- _What is asked_
Gather every line in the records below that contains the word "metal", with case counting in the match.

- _Provided records_
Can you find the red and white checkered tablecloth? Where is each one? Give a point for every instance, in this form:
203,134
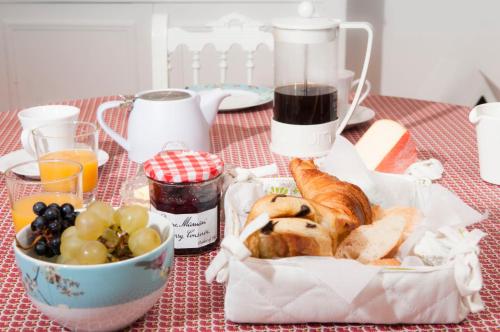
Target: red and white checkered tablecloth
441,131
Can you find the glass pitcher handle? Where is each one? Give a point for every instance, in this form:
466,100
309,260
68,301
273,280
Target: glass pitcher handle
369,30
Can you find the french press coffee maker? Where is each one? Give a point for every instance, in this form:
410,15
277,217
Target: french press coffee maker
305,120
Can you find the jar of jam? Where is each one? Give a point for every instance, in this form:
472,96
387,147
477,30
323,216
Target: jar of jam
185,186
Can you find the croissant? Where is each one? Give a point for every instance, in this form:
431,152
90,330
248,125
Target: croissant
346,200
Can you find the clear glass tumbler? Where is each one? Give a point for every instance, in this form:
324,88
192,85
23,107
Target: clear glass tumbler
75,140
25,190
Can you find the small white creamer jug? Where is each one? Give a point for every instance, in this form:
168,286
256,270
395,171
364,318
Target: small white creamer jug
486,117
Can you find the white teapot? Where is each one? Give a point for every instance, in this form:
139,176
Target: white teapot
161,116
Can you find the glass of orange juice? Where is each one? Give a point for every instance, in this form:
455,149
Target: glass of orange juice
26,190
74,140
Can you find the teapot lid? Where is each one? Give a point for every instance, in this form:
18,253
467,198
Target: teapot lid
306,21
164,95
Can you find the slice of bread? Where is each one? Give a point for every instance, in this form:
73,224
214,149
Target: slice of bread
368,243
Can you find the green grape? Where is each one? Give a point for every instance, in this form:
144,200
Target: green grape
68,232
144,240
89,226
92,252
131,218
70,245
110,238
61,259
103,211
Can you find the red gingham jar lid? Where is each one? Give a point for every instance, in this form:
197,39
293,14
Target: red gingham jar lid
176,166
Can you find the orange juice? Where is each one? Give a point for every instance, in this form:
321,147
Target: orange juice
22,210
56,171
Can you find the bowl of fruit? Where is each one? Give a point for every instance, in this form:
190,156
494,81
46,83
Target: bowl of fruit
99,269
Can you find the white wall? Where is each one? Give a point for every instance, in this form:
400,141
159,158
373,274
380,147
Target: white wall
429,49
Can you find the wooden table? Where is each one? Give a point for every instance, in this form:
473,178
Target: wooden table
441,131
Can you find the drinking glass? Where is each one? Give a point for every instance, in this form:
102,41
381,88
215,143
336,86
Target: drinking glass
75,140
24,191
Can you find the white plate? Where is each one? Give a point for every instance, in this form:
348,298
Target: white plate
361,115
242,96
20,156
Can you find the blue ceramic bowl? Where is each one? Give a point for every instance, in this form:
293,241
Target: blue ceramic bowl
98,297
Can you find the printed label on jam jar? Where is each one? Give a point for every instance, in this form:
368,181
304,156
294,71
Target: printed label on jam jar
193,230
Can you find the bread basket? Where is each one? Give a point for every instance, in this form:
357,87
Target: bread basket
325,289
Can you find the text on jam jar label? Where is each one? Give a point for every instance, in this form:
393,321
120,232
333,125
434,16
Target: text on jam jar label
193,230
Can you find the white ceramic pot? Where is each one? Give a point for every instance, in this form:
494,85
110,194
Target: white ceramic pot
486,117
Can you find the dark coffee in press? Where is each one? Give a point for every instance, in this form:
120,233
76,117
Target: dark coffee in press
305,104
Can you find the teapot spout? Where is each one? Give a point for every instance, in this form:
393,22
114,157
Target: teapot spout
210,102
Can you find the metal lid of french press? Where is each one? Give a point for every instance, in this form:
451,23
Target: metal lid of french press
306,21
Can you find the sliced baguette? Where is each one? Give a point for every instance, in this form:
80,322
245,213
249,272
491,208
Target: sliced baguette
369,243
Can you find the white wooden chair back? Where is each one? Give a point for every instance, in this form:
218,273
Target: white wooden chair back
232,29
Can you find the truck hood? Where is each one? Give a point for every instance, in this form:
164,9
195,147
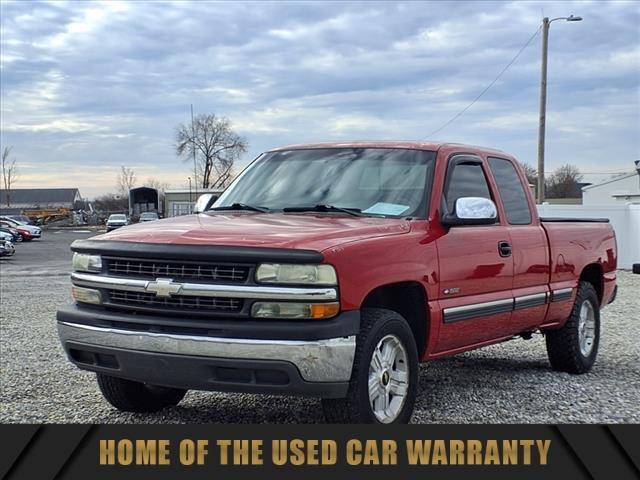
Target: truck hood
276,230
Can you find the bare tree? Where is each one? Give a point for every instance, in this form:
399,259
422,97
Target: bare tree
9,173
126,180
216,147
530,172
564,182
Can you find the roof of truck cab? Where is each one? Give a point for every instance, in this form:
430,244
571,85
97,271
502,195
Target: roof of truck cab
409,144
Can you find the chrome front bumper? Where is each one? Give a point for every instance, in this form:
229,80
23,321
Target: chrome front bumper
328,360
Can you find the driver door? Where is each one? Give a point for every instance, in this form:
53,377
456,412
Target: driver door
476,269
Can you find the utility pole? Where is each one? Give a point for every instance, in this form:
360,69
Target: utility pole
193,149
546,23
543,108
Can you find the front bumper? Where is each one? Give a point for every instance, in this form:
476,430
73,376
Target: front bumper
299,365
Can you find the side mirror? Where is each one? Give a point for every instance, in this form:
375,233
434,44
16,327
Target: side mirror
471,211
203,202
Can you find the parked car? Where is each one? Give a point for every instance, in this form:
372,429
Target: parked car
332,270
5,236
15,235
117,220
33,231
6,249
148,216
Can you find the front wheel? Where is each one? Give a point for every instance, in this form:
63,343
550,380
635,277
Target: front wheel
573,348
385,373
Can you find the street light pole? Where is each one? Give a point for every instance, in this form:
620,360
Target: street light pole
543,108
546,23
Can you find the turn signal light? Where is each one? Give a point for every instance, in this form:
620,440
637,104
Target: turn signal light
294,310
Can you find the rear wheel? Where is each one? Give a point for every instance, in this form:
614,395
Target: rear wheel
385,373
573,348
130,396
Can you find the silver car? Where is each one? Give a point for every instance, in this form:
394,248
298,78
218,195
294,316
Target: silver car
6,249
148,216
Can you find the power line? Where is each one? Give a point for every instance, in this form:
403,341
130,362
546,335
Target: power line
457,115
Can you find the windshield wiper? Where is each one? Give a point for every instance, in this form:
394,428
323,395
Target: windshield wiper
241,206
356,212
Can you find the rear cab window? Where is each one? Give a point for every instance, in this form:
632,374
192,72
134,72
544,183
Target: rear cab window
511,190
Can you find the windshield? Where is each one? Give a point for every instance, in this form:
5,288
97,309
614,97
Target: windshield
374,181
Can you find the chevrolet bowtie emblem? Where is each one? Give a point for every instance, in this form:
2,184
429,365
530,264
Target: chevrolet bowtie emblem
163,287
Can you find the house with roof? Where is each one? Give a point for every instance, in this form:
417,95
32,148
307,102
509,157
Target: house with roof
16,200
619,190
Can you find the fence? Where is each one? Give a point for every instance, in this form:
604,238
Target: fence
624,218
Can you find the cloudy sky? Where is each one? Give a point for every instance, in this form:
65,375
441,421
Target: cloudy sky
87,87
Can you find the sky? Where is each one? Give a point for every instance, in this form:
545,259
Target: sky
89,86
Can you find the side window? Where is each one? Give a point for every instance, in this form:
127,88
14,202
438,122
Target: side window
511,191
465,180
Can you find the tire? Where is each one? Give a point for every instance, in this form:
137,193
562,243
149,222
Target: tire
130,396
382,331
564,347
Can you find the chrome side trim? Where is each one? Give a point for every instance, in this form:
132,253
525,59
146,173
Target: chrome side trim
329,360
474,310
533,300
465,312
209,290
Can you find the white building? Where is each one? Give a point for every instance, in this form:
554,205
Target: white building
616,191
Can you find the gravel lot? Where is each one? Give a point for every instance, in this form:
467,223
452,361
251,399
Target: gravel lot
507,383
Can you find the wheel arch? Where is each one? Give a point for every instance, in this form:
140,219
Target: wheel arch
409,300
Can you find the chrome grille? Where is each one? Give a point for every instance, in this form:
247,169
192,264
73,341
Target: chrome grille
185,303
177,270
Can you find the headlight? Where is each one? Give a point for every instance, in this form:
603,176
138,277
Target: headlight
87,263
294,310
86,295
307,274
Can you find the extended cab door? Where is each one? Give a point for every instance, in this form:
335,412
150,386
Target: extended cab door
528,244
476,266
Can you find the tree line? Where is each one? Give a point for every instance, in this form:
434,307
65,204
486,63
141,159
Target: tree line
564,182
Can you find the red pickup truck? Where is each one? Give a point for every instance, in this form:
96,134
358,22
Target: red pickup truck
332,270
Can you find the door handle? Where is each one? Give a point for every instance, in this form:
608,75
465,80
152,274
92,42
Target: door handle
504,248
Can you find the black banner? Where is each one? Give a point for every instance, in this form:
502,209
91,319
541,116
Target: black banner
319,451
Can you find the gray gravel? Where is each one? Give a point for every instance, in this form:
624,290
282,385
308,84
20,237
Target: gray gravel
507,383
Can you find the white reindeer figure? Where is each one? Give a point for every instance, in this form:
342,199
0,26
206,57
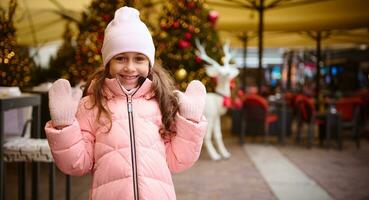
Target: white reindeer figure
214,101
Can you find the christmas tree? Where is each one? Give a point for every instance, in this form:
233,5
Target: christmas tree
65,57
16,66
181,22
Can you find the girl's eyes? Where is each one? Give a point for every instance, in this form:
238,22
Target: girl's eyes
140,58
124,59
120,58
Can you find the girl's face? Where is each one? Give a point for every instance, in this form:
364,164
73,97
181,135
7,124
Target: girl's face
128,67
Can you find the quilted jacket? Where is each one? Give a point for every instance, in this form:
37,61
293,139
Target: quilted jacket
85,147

--

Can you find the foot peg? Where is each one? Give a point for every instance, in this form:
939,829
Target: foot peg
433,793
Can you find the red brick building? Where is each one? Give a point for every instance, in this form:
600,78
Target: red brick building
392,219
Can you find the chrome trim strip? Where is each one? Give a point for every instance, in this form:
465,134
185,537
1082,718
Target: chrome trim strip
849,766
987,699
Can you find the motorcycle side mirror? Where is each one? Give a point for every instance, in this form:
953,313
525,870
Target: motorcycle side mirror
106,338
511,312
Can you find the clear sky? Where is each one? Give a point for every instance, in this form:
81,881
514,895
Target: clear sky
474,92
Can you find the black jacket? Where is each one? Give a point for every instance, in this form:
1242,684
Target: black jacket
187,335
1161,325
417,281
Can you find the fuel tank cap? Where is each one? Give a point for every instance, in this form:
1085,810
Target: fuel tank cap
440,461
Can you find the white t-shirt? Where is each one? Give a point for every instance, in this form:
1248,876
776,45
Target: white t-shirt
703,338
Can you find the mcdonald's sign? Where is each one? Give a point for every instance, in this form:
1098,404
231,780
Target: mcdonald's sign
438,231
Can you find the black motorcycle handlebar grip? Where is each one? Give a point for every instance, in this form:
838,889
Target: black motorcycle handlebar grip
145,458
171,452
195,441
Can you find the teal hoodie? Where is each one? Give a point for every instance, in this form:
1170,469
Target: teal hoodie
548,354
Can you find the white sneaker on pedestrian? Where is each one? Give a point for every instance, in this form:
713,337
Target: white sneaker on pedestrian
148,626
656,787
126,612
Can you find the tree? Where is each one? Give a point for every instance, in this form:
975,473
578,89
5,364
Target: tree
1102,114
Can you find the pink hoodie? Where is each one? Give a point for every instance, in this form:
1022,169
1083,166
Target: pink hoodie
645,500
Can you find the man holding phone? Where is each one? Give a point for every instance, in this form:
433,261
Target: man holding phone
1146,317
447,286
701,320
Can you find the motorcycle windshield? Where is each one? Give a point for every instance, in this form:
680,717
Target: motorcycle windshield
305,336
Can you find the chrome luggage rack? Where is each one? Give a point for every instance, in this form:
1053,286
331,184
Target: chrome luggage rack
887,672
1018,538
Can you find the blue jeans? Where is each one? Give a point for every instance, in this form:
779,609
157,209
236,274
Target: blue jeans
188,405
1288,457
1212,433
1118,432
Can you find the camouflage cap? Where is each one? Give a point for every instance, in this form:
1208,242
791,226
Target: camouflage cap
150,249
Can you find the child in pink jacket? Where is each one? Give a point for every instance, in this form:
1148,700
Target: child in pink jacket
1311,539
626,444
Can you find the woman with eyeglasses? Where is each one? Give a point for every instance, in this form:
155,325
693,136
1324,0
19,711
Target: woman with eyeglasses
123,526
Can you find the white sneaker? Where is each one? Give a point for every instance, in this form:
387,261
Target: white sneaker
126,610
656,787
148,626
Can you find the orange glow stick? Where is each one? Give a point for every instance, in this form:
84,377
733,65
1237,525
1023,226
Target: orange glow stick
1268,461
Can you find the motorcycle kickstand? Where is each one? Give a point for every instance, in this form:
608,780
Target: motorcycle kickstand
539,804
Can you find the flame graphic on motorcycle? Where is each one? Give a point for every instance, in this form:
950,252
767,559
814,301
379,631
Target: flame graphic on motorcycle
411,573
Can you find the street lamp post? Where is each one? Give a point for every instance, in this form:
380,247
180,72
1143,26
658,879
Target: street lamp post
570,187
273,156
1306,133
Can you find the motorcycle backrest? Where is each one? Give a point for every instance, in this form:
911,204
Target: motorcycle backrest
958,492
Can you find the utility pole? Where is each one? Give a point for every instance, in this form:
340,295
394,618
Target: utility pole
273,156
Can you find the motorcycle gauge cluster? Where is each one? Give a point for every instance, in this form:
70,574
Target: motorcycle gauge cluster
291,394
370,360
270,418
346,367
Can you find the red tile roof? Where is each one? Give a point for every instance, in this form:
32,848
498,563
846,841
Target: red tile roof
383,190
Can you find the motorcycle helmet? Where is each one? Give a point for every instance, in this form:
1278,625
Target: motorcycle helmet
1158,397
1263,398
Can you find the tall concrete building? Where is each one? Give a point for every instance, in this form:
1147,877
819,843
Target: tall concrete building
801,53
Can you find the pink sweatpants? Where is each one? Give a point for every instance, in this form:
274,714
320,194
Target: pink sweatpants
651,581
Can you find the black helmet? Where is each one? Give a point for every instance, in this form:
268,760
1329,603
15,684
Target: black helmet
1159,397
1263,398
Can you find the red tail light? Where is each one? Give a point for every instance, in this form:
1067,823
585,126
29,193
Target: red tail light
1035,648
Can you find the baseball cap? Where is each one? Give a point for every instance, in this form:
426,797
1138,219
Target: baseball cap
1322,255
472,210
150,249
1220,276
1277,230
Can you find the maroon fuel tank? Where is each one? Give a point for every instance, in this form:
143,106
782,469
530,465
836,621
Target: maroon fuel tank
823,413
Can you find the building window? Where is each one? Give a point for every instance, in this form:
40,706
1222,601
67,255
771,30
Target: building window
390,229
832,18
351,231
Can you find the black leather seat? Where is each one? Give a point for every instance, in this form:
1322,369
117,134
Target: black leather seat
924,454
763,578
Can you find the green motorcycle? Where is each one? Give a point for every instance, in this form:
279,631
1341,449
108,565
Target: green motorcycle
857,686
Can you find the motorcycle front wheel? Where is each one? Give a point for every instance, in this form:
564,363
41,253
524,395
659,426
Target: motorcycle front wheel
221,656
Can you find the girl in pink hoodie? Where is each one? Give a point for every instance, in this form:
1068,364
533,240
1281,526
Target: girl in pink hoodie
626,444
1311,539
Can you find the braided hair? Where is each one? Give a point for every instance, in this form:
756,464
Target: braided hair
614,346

...

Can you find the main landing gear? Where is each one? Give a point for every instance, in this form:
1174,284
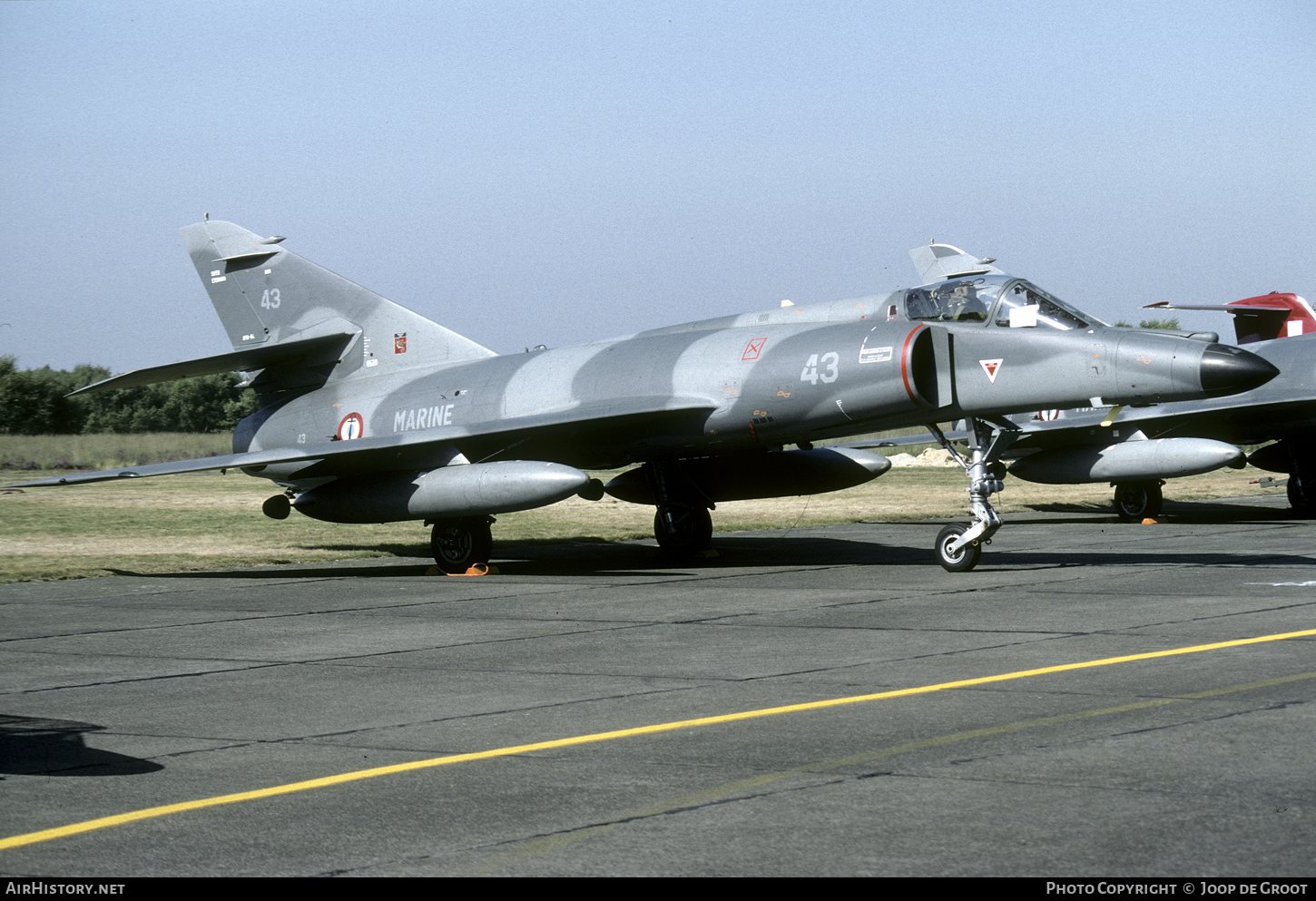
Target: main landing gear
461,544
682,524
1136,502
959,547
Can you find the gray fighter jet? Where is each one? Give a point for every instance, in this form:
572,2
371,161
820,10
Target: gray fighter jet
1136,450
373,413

- _Output for this task_
Can you find the metal lid of french press? Where is each one? Give a point for every instance, in this form:
Target: metal lid of french press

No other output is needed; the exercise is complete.